*Available data*.
****************
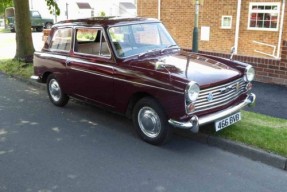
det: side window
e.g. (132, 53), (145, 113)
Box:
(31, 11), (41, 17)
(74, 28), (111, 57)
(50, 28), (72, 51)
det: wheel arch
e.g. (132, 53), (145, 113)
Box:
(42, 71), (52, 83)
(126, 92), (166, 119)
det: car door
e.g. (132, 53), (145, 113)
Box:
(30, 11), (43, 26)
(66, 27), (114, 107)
****************
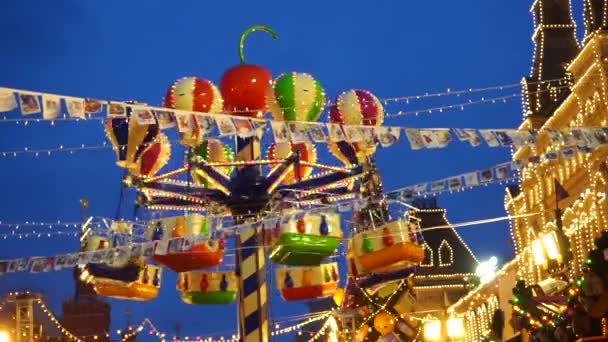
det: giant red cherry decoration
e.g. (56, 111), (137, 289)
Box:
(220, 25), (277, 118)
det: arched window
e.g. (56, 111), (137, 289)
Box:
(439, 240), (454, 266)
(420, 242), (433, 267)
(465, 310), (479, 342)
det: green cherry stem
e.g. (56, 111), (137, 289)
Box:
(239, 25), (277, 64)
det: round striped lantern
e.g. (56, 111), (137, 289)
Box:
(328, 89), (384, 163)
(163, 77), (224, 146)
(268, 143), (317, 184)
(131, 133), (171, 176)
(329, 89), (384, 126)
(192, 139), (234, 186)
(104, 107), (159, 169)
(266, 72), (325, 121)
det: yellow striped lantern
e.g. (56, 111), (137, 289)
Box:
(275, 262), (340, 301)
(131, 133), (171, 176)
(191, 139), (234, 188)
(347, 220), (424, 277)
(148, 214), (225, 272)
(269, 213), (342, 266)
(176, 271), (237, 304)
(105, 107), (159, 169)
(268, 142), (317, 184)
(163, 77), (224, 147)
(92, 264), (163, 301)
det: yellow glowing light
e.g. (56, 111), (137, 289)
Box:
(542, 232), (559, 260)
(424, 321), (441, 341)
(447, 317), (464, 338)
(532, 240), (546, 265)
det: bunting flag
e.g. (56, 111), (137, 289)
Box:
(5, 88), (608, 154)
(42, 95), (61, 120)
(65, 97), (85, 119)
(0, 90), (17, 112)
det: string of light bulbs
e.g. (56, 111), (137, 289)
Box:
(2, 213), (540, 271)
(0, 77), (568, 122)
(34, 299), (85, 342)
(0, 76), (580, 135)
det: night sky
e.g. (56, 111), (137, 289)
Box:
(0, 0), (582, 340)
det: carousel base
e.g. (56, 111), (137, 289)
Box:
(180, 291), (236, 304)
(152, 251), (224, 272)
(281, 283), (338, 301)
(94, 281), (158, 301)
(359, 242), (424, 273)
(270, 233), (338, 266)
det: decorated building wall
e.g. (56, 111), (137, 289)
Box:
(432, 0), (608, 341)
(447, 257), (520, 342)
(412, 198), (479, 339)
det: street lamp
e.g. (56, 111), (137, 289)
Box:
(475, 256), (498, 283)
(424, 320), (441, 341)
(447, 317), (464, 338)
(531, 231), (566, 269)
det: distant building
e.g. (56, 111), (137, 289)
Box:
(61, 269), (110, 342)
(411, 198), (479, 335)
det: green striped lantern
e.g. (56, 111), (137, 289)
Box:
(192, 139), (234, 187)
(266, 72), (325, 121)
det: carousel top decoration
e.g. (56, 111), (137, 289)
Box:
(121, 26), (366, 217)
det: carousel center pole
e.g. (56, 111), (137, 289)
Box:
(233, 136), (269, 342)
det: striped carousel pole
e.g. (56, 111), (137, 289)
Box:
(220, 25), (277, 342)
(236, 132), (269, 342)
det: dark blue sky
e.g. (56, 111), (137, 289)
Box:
****************
*To be done*. Change "wheel arch" to "wheel well" in the rows above, from the line containing "det: side window" through the line containing "(126, 92), (166, 119)". Return only those lines, with everything else unchanged.

*Task solution*.
det: side window
e.g. (132, 53), (145, 113)
Box:
(31, 11), (41, 17)
(74, 28), (111, 57)
(50, 28), (72, 51)
det: wheel well
e.g. (132, 53), (145, 113)
Box:
(42, 71), (52, 83)
(126, 92), (166, 119)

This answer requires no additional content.